— begin Reading passage —

After each long and uneventful day, when all were asleep, Niccolò would put on his royal garment and enter his study. There, for many hours, he would read the ancients, converse with them. And in those long hours of the night he felt no hunger, no thirst, and he no longer feared death. It was there that he wrote his seminal work, Discourses on Livy. In it, Niccolò classified all political systems into three types: monarchy, aristocracy and democracy. He wrote that each had its degraded form. Monarchy could degrade into tyranny, aristocracy into oligarchy, and democracy into licentiousness.

Niccolò represented the fundamental spirit of the Renaissance, the spirit of inquisitiveness. It was that open-minded outlook that drove great discoveries in all spheres of human activities and created the modern world. But over time, as most sweeping cultural and philosophical movements do, the ideas of the Renaissance became abstract and absolute doctrines -- a set of universal axioms that must be applied to organize human affairs across all times and places. Inquisitiveness gave way to moral and intellectual certitude. In the realm of political governance, it means that democracy alone, among all other possible systems of governance, is infallible. Election is the magical solution to all social, political and economic ills anywhere, at any time.

— end Reading passage —
— begin Material shown —

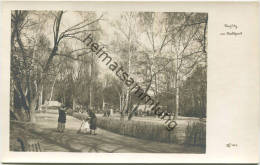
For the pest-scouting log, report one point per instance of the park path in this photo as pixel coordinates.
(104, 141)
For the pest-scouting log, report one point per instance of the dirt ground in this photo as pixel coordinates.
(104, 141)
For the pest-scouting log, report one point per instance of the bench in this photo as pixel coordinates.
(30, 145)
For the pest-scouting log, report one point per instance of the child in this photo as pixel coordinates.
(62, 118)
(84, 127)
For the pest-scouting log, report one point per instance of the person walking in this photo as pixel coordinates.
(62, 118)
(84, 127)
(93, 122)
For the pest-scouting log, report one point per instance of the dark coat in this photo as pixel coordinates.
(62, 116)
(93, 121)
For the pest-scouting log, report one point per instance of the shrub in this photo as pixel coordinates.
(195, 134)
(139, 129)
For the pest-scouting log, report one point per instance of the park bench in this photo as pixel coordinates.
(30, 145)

— end Material shown —
— begin Material shown —

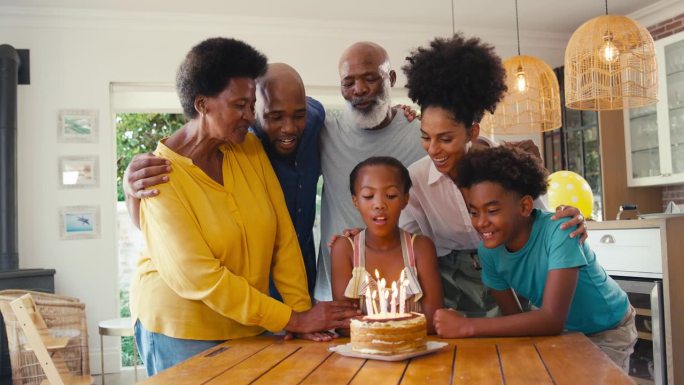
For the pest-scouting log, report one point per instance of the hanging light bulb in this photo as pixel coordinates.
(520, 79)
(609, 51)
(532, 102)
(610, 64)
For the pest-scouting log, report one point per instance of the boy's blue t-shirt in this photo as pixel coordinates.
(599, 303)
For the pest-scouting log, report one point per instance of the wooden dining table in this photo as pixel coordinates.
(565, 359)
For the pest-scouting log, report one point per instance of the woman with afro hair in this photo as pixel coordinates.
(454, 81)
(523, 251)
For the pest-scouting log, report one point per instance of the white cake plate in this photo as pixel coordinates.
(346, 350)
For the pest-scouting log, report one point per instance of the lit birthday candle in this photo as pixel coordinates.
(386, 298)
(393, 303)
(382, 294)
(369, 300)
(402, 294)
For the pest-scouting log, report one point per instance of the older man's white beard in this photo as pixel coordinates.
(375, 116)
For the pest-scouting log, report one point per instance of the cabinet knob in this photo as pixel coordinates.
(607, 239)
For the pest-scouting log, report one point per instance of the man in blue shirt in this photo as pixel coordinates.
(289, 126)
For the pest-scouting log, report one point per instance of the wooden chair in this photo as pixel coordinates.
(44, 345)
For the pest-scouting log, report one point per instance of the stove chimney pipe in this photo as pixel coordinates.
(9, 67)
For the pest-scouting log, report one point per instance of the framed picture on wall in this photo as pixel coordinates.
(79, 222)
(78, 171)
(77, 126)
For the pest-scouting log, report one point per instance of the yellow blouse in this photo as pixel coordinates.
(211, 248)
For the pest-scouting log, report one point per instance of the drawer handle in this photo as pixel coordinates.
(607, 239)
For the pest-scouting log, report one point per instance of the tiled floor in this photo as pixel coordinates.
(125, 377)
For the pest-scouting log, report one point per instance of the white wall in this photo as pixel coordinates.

— end Material shown —

[Set task A] In the passage about Niccolò, what three types did he sort all political systems into?
[Set task B] Decide whether each statement agrees with the passage about Niccolò, and back each yes or no with the deciding words quoted from it. (i) Niccolò wrote Discourses on Livy in his study. (ii) Aristocracy could degrade into tyranny. (iii) Inquisitiveness gave way to moral and intellectual certitude.
[Set task C] Write a continuation of the passage about Niccolò, starting after its final sentence.
The listing is not needed for any of this work.

[Exercise response A] Monarchy, aristocracy and democracy.

[Exercise response B]
(i) Yes: "It was there that he wrote his seminal work, Discourses on Livy."
(ii) No: "aristocracy into oligarchy"
(iii) Yes: "Inquisitiveness gave way to moral and intellectual certitude."

[Exercise response C]
But we know from empirical evidence that it is not so. Yes, democratic institutions have been highly successful in delivering the industrialization of the West; it allowed it to dominate the world in recent centuries. Yet, when it is implemented in non-Western cultures, the record is spotty at best, and miserable in many instances. Indeed, if we examine the contemporary West, one might argue that democracy in both Europe and America is edging dangerously towards what Niccolò forewarned as its degraded form. It is interesting to note that arguably the most competent statesman in Europe today is also its only unelected leader (Mario Monti).

The problem, however, is that up until recent decades, there really has not been a counter example to electoral democracy. There have been many failures of democratic governance but not any notable success stories of other systems of governance either.

That brings us to China. The significance of the re-emergence and ascendancy of the Middle Kingdom can no longer be ignored. More than one billion people of a dismembered state have risen from abject poverty to make up the second- largest economy in the world. And it has happened without a single election.

Indeed, today's China, like Renaissance Europe, is an experimental society. Entrepreneurship drives its economy; political experiments are conducted at all levels of government; artistic creativity has made the contemporary Chinese art scene one of the most vibrant in the world. Many problems exist, some are severe, nevertheless we may very well be witnessing the formative stage of another renaissance.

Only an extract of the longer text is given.